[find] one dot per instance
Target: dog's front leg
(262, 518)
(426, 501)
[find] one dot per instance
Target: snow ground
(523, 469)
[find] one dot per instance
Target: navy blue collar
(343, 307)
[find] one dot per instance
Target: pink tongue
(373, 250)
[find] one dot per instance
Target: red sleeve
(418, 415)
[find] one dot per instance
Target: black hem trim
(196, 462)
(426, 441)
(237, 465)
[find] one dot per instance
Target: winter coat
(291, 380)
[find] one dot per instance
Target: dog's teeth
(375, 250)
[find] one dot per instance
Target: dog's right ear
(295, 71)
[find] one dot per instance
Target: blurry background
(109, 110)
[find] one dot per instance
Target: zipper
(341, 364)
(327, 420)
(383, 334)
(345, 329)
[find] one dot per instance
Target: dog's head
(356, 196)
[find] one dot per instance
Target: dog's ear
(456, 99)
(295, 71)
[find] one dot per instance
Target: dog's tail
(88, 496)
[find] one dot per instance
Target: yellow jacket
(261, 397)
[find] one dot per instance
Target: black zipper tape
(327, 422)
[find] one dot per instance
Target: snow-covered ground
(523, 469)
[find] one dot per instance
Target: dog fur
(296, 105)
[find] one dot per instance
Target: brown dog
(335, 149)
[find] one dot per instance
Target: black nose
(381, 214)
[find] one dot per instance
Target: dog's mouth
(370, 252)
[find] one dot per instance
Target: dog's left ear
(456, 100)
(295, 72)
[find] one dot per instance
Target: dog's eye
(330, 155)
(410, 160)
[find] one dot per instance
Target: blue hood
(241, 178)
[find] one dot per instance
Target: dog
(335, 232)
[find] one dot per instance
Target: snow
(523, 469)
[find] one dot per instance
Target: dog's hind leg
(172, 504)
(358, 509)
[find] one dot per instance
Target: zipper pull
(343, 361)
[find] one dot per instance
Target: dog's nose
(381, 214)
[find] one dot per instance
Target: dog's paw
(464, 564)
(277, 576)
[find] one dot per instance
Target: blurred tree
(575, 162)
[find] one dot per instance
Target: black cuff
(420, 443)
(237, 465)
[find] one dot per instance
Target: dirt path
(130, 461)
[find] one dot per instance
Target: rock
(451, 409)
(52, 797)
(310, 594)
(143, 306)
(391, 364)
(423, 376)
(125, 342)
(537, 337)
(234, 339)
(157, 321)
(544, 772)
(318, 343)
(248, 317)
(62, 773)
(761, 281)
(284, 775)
▬▬▬
Extract the full listing above without alteration.

[find] one dot per instance
Target: dog's front leg
(262, 518)
(426, 501)
[find] one dot per instance
Target: snow ground
(523, 469)
[find] one dot per instance
Target: navy blue collar
(343, 307)
[find] one dot per instance
Target: pink tongue
(373, 250)
[find] one dot per instance
Target: red sleeve
(418, 415)
[find] one dot per instance
Target: black hem trim
(196, 462)
(426, 441)
(237, 465)
[find] one dot per instance
Target: winter coat
(291, 380)
[find] one dot per instance
Target: dog's teeth
(375, 250)
[find] one dot per instance
Target: dog's right ear
(295, 71)
[find] one dot per instance
Target: blurry background
(109, 110)
[find] one dot per instance
Target: zipper
(341, 364)
(327, 420)
(383, 334)
(345, 329)
[find] one dot per instance
Target: dog's head
(356, 196)
[find] one dot per instance
Target: dog's ear
(456, 99)
(295, 71)
[find] one dot per instance
Target: dog's tail
(88, 496)
[find] one dot per instance
Target: yellow jacket
(261, 397)
[find] one dot per instance
Target: black zipper tape
(327, 422)
[find] one dot per instance
Target: snow-covered ground
(523, 469)
[find] one dot per instance
Target: dog fur
(296, 105)
[find] one dot per instance
Target: brown dog
(335, 149)
[find] one dot per instance
Target: black nose
(381, 214)
[find] one dot per instance
Target: dog's mouth
(370, 252)
[find] one dot per instance
Target: dog's left ear
(456, 100)
(295, 72)
[find] one dot per instance
Target: dog's eye
(330, 155)
(410, 160)
[find] one dot per instance
Target: blue hood
(241, 178)
[find] one dot per instance
Target: dog
(335, 232)
[find] one dot per instance
Target: snow
(523, 469)
[find] one dot per instance
Target: dog's hind leg
(172, 504)
(358, 509)
[find] one dot per instance
Target: zipper pull
(343, 361)
[find] one dot per instance
Target: dog's nose
(381, 214)
[find] one dot per instance
Target: dog's paw
(464, 564)
(277, 576)
[find] one dot per instance
Target: blurred tree
(575, 162)
[find] one dot per instance
Target: black cuff
(420, 443)
(237, 465)
[find] one dot per instance
Target: dirt path
(130, 461)
[find] one dot per instance
Target: rock
(451, 409)
(52, 797)
(310, 594)
(143, 306)
(391, 364)
(423, 376)
(125, 342)
(537, 337)
(234, 339)
(157, 321)
(544, 772)
(318, 343)
(248, 317)
(62, 773)
(761, 281)
(284, 775)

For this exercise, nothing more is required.